Newly-crowned NCAA two-lap champion Isaiah Harris of Penn State out-kicked Harun Abda of the Nike Oregon Track Club Elite to win the first heat, 1:48.71 to 1:48.83. Harris, who had to run 1:44.76 to win his NCAA title, said that he felt relaxed and still has some spring left in his legs despite the long college season.
“I’m not letting anything stress me out,” Harris told reporters. He added: “I’m feeling a little bit more fresh than in the past.”
Jesse Garn of the Hoka New York-New Jersey Track Club delivered a slight surprise by winning the second heat in 1:49.94. As he came through the mixed zone, he stopped to look at the television monitor to watch the third heat where Borris Berian, the 2016 world indoor champion, was finishing fifth. Shaking his head, Garn said: “The 800 is a beast.”
Finally, in the women’s steeplechase qualifying last year’s world championships’ gold and silver medalists, Emma Coburn and Courtney Frerichs, won their respective heats setting up a top-quality showdown for the final. Coburn ran 9:48.79 while Frerichs ran 9:42.02.
“I just wanted to get through as easy as possible and not be in traffic,” Coburn said. She added: “I was glad that I got to run through as easy as possible and rest for Saturday.”
The USATF Outdoor Track & Field Championships continue tomorrow at Drake Stadium. In the middle and long distance events, the men’s steeplechase qualifying will be held, along with the 800m semi-finals for both men and women.
--
Exercise: According to the championship report, why did Emma Coburn aim to get through her steeplechase heat as easily as possible? These data come from a different source.

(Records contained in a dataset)
--
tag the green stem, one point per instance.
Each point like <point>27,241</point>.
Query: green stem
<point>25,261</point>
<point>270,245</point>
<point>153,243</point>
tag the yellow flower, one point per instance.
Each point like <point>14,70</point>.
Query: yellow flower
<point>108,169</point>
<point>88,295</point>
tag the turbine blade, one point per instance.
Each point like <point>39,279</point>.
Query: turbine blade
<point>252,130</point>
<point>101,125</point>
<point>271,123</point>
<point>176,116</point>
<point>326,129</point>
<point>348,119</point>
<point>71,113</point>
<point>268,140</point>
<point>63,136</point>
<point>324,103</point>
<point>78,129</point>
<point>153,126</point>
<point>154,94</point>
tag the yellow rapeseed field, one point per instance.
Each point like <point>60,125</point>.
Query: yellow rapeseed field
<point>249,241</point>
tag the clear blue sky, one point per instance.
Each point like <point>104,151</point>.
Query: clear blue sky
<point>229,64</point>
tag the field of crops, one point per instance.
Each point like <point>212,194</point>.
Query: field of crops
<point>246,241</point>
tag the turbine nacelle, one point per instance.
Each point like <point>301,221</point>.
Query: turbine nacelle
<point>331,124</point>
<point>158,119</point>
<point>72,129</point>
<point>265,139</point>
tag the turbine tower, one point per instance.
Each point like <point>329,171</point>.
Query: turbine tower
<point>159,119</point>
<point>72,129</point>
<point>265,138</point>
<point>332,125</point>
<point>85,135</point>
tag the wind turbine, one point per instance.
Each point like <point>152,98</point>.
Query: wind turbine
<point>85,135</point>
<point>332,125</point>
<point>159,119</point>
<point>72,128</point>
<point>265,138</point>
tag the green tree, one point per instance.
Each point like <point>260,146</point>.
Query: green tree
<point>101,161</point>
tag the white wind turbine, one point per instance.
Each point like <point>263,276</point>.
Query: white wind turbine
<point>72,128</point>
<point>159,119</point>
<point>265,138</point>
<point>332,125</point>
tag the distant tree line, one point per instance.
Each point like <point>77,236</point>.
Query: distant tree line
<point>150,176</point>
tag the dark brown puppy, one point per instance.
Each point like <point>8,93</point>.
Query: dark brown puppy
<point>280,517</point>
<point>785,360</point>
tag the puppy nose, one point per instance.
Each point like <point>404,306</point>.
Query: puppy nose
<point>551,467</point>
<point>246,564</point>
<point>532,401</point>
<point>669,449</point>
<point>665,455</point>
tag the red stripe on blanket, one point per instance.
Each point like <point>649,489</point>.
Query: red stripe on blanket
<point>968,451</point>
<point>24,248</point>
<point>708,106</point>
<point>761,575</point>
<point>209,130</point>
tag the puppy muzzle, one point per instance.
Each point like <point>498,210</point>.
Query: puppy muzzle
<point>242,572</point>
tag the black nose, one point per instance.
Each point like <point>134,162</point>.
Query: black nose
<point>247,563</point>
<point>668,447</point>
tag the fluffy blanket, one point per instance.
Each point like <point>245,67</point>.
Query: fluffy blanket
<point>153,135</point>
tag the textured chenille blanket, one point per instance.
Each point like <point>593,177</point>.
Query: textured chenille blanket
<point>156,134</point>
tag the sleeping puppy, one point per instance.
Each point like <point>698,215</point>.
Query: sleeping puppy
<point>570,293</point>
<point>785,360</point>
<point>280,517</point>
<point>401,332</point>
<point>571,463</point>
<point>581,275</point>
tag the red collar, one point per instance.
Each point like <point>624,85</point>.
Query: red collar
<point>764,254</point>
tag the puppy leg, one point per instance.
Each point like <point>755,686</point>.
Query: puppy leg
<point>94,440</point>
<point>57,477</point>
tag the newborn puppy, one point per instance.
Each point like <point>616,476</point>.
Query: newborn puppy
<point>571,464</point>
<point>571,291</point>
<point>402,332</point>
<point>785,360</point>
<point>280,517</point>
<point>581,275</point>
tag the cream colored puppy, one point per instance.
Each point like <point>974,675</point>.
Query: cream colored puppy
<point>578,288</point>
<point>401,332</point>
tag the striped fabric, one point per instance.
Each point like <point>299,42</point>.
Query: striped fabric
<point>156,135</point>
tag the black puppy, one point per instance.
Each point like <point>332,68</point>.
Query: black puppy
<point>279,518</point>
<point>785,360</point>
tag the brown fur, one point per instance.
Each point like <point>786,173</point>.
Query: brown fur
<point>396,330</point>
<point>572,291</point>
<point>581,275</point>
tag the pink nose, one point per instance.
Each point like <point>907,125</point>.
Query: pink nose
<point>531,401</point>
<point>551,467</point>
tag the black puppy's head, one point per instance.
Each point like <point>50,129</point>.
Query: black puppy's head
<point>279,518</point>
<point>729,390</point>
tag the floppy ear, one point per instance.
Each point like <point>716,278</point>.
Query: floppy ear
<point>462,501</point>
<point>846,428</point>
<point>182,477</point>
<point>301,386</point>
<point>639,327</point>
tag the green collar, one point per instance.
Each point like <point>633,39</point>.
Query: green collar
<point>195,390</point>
--
Result below: Coburn wanted to avoid being caught in traffic during the heat. She also wanted to save her energy and rest for Saturday.